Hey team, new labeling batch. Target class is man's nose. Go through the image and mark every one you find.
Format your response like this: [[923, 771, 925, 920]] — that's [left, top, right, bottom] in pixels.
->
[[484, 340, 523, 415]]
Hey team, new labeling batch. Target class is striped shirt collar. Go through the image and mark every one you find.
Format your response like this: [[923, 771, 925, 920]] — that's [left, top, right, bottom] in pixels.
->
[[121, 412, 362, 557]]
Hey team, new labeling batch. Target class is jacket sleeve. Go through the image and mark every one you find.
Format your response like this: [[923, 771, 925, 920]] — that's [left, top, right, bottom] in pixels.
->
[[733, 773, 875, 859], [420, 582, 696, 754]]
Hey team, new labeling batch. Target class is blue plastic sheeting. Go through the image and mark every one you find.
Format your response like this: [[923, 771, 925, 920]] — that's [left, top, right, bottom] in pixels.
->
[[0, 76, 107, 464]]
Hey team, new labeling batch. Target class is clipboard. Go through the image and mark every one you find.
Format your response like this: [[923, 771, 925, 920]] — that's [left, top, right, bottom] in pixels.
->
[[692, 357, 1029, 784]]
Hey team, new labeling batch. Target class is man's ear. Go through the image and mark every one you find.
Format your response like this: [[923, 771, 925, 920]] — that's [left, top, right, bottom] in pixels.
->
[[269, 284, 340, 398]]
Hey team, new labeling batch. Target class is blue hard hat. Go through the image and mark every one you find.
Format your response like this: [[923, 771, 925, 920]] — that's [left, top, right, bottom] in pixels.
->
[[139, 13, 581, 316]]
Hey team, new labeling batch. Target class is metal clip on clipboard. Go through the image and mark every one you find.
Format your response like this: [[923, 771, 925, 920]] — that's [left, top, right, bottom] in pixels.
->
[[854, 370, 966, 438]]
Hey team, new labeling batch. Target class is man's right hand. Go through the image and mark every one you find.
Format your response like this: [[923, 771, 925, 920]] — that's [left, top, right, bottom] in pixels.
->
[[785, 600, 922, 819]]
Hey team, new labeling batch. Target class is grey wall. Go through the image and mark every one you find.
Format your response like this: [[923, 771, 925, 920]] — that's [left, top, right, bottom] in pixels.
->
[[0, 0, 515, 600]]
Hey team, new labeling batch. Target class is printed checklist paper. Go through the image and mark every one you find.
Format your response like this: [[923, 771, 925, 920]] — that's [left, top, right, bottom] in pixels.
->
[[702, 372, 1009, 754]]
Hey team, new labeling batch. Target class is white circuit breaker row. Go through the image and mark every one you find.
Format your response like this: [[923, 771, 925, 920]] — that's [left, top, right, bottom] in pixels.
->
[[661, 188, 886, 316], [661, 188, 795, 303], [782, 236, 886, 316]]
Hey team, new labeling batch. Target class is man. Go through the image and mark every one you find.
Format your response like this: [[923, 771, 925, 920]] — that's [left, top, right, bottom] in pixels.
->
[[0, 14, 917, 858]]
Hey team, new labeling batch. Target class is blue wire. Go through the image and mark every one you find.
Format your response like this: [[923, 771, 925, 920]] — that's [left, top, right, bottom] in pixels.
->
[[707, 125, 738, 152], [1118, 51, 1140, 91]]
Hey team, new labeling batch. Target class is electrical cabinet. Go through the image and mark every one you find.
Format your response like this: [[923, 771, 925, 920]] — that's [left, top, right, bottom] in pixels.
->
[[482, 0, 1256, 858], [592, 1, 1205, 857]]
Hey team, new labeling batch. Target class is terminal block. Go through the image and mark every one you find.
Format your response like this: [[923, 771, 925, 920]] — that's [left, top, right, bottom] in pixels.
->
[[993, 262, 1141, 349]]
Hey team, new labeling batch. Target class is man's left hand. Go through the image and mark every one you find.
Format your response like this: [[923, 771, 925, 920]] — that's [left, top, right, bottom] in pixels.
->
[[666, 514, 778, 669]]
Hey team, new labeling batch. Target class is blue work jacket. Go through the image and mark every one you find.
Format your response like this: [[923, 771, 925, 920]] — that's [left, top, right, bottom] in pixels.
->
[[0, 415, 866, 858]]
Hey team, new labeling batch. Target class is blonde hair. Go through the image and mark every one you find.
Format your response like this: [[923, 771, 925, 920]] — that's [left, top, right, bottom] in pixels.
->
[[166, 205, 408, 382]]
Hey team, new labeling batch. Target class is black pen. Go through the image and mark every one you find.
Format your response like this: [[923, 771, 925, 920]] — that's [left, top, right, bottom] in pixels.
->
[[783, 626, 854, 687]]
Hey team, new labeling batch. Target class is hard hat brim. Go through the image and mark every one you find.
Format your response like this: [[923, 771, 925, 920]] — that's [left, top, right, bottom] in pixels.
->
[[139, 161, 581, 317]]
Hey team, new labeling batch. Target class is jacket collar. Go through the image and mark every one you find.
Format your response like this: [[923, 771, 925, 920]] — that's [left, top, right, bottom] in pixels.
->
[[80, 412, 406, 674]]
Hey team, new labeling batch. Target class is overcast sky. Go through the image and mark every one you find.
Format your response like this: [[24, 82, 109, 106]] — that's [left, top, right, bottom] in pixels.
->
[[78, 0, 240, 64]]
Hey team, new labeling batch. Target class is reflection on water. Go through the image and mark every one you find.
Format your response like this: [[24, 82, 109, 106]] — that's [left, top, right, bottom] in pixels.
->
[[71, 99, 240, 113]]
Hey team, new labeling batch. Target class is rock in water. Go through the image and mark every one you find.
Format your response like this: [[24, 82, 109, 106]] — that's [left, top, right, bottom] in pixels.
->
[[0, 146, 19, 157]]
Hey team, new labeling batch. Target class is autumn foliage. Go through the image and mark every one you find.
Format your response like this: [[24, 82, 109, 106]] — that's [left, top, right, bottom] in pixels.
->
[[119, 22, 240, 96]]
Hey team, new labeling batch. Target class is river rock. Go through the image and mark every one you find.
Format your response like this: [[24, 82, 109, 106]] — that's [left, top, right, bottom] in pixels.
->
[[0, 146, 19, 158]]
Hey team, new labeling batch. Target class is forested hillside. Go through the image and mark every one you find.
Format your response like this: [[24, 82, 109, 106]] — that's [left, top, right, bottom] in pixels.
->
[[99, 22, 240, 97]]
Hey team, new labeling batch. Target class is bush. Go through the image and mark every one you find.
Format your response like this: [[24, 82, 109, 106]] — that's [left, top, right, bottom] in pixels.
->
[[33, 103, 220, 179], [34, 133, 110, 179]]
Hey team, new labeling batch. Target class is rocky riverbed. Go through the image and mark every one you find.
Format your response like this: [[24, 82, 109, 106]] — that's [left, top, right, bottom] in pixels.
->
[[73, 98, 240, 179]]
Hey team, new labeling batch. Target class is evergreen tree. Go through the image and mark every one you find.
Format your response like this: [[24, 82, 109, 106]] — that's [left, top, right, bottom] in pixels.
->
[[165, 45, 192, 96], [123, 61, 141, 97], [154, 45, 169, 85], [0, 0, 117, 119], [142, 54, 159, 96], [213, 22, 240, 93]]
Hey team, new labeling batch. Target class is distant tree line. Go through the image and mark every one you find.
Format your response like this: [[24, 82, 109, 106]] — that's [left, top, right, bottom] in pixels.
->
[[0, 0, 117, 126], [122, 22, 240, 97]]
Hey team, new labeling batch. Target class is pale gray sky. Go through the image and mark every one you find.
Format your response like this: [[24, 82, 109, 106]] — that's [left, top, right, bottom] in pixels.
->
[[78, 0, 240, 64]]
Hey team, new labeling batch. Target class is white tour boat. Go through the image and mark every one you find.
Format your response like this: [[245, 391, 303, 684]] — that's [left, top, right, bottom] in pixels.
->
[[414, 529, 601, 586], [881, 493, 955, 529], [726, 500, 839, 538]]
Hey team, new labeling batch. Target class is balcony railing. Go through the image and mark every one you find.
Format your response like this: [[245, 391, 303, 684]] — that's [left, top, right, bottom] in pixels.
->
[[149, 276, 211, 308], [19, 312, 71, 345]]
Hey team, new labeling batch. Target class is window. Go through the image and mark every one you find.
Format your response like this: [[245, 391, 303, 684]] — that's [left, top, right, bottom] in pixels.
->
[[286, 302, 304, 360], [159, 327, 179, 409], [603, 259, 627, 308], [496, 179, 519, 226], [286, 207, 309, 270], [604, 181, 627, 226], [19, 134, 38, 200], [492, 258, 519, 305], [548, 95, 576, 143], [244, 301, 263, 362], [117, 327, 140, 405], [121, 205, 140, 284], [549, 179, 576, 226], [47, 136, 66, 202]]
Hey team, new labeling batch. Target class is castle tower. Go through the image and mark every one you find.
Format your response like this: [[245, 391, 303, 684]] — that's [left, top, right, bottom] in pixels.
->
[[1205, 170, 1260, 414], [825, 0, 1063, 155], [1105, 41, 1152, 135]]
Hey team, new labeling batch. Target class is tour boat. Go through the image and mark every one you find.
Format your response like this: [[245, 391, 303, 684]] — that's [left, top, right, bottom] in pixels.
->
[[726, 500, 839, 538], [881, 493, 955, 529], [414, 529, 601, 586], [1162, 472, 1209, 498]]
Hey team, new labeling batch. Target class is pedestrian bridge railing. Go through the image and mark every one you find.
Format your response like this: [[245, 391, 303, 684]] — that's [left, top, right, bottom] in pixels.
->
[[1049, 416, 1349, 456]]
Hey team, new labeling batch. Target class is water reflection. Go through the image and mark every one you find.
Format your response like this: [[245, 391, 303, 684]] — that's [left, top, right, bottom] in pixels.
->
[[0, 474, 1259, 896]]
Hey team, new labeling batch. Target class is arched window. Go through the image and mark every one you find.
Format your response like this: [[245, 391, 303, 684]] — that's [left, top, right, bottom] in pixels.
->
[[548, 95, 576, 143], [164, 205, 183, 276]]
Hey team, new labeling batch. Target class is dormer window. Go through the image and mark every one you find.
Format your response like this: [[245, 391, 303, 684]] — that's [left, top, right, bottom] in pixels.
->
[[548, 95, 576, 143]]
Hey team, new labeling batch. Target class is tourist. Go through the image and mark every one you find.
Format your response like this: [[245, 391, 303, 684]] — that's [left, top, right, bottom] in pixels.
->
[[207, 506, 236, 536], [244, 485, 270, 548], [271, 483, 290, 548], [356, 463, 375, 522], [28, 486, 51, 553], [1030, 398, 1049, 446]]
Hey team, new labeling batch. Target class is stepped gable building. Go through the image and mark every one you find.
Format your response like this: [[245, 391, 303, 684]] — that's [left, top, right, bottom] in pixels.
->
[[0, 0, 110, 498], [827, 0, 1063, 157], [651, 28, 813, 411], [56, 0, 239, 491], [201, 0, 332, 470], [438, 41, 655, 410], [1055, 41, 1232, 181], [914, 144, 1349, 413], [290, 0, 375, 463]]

____

▶ _Your objective_
Please format the material from its first line up to and including the line with "[[785, 600, 922, 819]]" as a Markdown table with the columns Row and Line, numbering each line in Row and leaving out any blank lines.

▶ _Result for this exercise_
| Row | Line |
|---|---|
| 1 | Hey team, new labeling batch. Target class is man's nose. Go through the image and mark every one you find. |
| 2 | Format your response like this: [[923, 771, 925, 920]] — that's [left, top, right, bottom] in pixels. |
| 3 | -> |
| 4 | [[484, 340, 523, 415]] |
| 5 | Hey team, new labeling batch. Target class is striped shirt collar. Go through the image and mark every one you find. |
| 6 | Format your response like this: [[923, 771, 925, 920]] — that's [left, top, right, bottom] in pixels. |
| 7 | -> |
| 8 | [[121, 412, 362, 557]] |
| 9 | Hey team, new labeling batch. Target class is jacket sleeve. Go through the image and mark every one you find. |
| 10 | Format your response like this: [[923, 771, 925, 920]] — that's [left, top, right, bottom] in pixels. |
| 11 | -> |
| 12 | [[733, 773, 875, 859], [420, 582, 696, 754]] |
| 13 | Hey team, new labeling batch. Target class is blue plastic sheeting. Go through the image and mark every one you find. |
| 14 | Format your response like this: [[923, 771, 925, 920]] — that's [left, top, right, bottom] in pixels. |
| 15 | -> |
| 16 | [[0, 76, 107, 464]] |
| 17 | Hey team, new labeling batch. Target class is clipboard. Go through the image and mark every one you find. |
| 18 | Format your response like this: [[923, 771, 925, 920]] — that's [left, top, right, bottom] in pixels. |
| 19 | -> |
| 20 | [[692, 357, 1029, 784]] |
| 21 | Hey team, new labeling batch. Target class is man's ear. Go through the image and mark every one you find. |
| 22 | Format your response like this: [[923, 771, 925, 920]] — that's [left, top, right, bottom] in pixels. |
| 23 | -> |
| 24 | [[269, 284, 340, 398]] |
| 25 | Hey team, new labeling batch. Target class is blue hard hat. Go through the image and mark every one you find. |
| 26 | Format your response like this: [[923, 771, 925, 920]] — that's [left, top, right, bottom] in pixels. |
| 27 | -> |
| 28 | [[139, 13, 581, 316]] |
| 29 | Hey team, new labeling batch. Target class is metal clip on clipboard. Go through the image and mark every one you find. |
| 30 | Format your response like this: [[923, 771, 925, 920]] — that's [left, top, right, bottom] in pixels. |
| 31 | -> |
| 32 | [[854, 370, 966, 438]] |
| 33 | Hey team, new labeling batch. Target class is man's right hand. Go through the image and mark every one you find. |
| 34 | Format your response like this: [[923, 771, 925, 920]] — that's [left, top, right, bottom] in pixels. |
| 35 | -> |
| 36 | [[785, 600, 922, 819]] |